ASSIGNED TASK >>
Below are records; extract exactly the lines from the one containing "Each instance receives one keypoint. Mark the red" through the last, both included, and keep the pictures out.

Photo-based referring expression data >>
::::::::

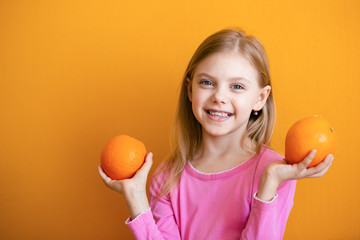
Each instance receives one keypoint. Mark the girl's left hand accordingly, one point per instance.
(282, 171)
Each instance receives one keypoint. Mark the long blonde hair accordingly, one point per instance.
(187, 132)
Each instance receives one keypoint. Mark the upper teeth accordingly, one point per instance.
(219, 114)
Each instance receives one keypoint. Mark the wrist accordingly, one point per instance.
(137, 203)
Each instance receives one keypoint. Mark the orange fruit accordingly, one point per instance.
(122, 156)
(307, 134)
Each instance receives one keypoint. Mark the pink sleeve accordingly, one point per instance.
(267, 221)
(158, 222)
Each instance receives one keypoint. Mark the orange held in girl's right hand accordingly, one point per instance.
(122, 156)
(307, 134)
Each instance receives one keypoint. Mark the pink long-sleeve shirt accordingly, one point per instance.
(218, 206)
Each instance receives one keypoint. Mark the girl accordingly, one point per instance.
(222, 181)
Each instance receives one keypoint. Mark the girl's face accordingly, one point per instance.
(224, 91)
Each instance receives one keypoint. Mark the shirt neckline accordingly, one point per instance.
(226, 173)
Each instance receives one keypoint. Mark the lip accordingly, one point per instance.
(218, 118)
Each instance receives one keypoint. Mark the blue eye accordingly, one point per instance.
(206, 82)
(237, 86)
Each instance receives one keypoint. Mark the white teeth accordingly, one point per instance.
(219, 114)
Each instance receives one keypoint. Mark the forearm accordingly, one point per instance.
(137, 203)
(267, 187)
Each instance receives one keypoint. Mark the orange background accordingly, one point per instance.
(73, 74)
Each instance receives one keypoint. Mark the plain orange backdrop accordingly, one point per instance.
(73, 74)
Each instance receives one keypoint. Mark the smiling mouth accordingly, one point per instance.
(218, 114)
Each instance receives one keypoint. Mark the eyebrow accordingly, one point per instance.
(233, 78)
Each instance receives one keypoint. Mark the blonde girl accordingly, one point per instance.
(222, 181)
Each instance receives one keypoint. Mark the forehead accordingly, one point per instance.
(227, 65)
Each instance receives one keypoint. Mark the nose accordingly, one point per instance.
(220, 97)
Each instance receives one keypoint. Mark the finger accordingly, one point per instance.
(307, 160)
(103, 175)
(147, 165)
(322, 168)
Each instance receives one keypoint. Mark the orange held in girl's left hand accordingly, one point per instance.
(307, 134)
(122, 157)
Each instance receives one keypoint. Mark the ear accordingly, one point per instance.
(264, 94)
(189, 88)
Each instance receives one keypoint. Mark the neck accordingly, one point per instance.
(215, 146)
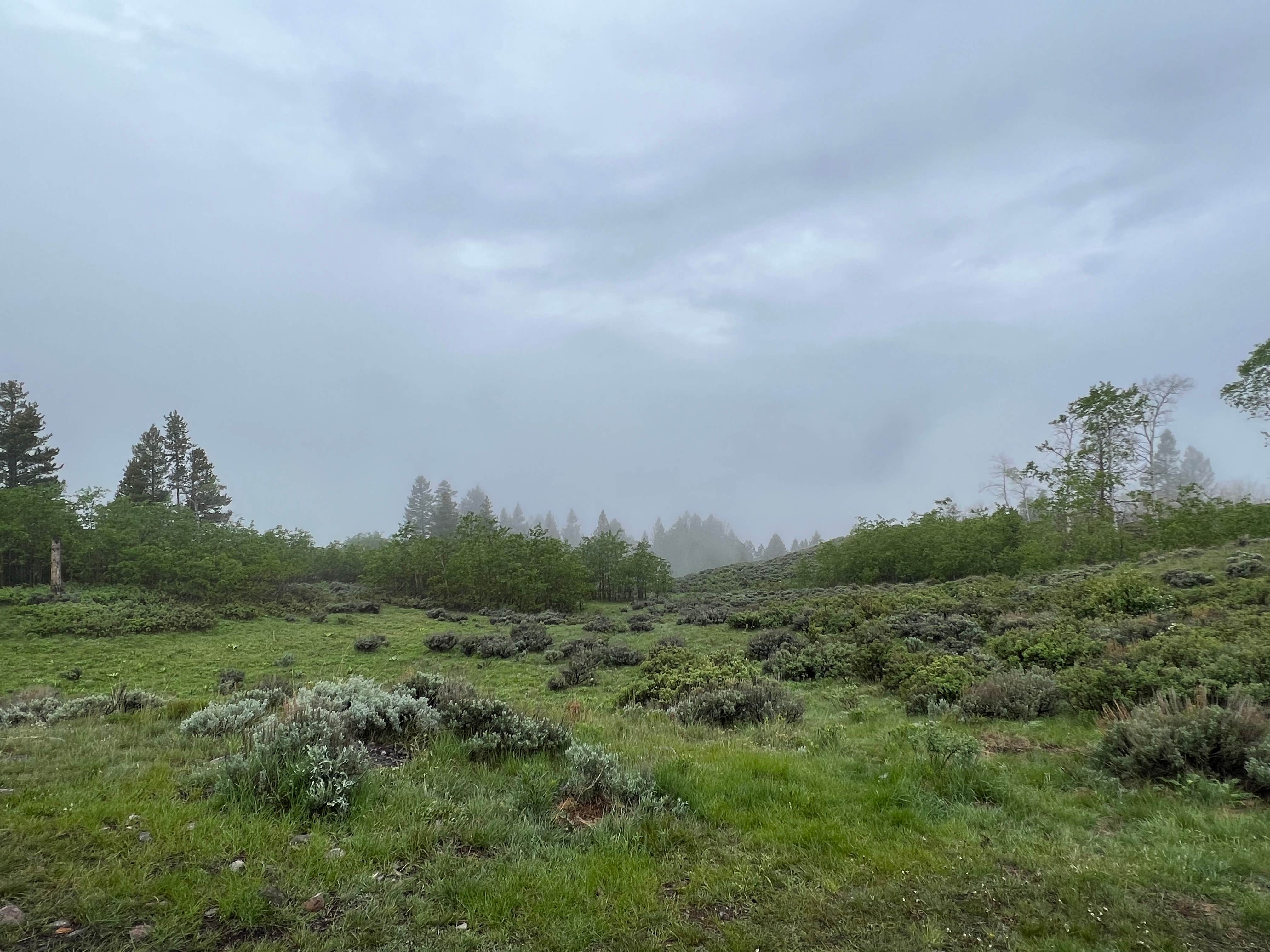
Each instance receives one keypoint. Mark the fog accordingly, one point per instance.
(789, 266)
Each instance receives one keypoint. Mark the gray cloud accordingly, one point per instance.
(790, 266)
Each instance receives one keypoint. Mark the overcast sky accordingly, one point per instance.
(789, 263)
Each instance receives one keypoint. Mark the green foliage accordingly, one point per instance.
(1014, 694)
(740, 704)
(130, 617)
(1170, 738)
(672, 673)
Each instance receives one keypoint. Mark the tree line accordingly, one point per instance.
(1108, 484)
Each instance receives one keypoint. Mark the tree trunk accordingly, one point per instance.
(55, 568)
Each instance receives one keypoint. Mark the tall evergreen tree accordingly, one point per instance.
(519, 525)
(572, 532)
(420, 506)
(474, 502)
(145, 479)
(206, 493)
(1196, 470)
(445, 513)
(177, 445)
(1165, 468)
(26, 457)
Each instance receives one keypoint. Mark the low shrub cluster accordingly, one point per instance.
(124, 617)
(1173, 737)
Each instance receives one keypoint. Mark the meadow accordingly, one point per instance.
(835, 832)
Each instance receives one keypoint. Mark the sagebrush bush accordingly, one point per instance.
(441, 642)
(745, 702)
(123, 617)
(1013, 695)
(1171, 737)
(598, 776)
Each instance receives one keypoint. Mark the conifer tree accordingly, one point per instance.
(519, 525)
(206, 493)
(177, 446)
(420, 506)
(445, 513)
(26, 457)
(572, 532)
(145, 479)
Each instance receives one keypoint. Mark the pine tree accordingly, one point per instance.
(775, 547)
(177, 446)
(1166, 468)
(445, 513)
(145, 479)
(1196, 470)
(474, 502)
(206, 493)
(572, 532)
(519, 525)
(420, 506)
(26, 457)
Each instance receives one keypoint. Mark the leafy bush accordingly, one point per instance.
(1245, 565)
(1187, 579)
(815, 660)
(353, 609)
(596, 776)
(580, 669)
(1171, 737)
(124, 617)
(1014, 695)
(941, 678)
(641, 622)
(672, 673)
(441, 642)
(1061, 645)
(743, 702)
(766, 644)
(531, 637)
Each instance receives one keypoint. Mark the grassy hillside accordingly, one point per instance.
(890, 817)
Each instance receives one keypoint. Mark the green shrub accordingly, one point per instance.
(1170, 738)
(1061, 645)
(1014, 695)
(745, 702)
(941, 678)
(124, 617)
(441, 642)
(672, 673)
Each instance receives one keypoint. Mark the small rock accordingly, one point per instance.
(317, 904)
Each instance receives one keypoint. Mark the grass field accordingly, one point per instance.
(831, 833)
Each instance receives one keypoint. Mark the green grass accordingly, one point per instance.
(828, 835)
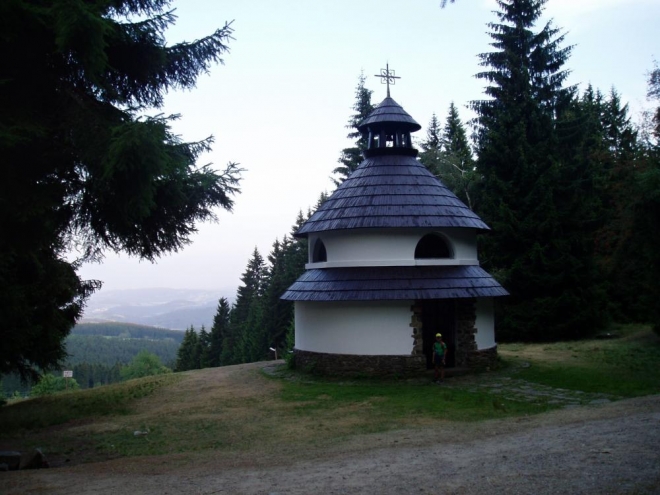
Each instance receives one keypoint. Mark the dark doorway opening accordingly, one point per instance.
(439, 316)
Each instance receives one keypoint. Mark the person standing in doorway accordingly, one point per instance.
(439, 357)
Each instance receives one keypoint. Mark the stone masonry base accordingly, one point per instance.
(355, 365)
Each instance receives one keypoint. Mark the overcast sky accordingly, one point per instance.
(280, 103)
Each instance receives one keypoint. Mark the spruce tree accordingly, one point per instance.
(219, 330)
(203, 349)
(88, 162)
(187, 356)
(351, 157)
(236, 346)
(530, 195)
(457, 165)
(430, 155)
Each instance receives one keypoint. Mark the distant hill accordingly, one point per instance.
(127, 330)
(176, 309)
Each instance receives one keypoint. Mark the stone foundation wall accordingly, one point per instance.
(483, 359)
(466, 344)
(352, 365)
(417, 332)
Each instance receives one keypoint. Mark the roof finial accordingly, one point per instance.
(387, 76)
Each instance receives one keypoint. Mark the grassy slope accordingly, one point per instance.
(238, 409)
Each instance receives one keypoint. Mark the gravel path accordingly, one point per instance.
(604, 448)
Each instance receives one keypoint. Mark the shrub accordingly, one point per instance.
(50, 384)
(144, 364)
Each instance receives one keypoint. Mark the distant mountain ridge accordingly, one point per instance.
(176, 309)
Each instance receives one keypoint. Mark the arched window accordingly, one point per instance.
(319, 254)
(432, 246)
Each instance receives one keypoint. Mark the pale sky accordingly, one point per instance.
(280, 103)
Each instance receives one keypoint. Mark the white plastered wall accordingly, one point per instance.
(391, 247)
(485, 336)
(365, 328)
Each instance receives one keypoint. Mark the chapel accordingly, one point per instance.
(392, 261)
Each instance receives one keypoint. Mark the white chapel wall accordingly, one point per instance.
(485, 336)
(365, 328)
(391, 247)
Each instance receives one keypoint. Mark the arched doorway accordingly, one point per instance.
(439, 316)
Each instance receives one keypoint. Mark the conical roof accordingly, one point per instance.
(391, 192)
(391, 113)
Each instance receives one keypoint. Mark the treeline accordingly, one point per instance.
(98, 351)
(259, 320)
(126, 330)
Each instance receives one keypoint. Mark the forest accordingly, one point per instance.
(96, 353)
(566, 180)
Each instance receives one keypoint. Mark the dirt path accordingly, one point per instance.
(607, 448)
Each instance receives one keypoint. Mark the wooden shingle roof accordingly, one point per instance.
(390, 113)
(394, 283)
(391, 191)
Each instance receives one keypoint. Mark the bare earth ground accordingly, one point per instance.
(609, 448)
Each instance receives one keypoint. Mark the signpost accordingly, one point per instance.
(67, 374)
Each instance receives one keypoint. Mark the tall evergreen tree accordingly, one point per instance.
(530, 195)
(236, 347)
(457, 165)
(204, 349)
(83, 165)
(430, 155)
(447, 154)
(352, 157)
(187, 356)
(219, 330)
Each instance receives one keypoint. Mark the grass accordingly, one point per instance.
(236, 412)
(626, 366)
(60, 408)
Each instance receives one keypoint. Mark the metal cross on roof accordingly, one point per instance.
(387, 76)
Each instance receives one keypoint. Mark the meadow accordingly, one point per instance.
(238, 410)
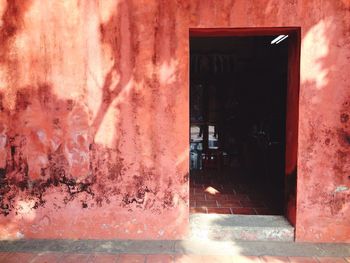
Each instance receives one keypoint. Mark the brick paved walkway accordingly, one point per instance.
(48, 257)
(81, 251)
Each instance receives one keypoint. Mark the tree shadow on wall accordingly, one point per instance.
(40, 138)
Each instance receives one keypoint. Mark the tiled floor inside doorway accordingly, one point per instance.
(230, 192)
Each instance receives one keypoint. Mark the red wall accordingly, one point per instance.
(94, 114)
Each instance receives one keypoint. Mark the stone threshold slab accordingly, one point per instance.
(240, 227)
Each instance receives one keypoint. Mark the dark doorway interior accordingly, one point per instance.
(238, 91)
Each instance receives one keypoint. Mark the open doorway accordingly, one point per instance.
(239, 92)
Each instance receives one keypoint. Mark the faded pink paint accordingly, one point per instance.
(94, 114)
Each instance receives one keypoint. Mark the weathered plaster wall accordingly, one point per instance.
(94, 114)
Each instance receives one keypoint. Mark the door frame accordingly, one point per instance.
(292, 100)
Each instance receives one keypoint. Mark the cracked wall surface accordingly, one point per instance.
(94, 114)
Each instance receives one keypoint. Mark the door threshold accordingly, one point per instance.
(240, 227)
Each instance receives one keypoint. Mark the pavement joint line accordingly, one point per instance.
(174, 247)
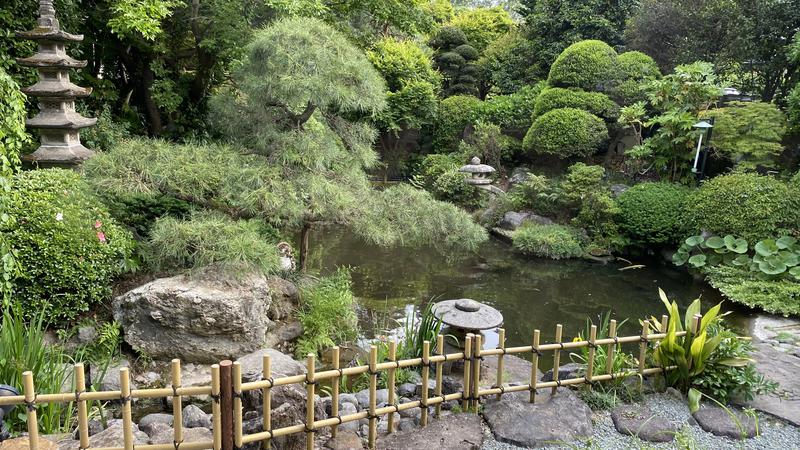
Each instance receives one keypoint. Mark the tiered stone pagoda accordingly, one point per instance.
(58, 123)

::::::::

ANSWER BELOW >>
Each instance receives one keypoint. Mark the red wall accordingly, one point per instance.
(94, 114)
Each instance receives one keypoint. Mark the stone threshold slab accordingly, one point per instance.
(240, 227)
Each instance receives one keypoint. Mark the dark doorway interior accordingly, one point per instance.
(238, 91)
Each instance receives one keypoint. Mark the open doorway accordingly, one point per instance.
(239, 92)
Each instance receives one keypoint. Mark the faded pink paint accordingly, one point per instance.
(94, 114)
Each instance receives one keypoint. Mark the weathered plaster wall accordingly, one point per instance.
(94, 114)
Each instance receives one keypoint. Mark the door frame accordingly, one point per instance.
(292, 100)
Each instance receives one keypoint. Mark the cracked wall surface accordingly, one point per instance.
(94, 114)
Each instance receives one keypoint. Mark the door threshold accordingly, one point per instance.
(240, 227)
Each instance receives one keypoint. Mark the pavement joint line accordingly, one point per instance.
(174, 247)
Each instance receives one keypoint. Mark the tiered stone pagoda accordingly, one point per instance.
(58, 123)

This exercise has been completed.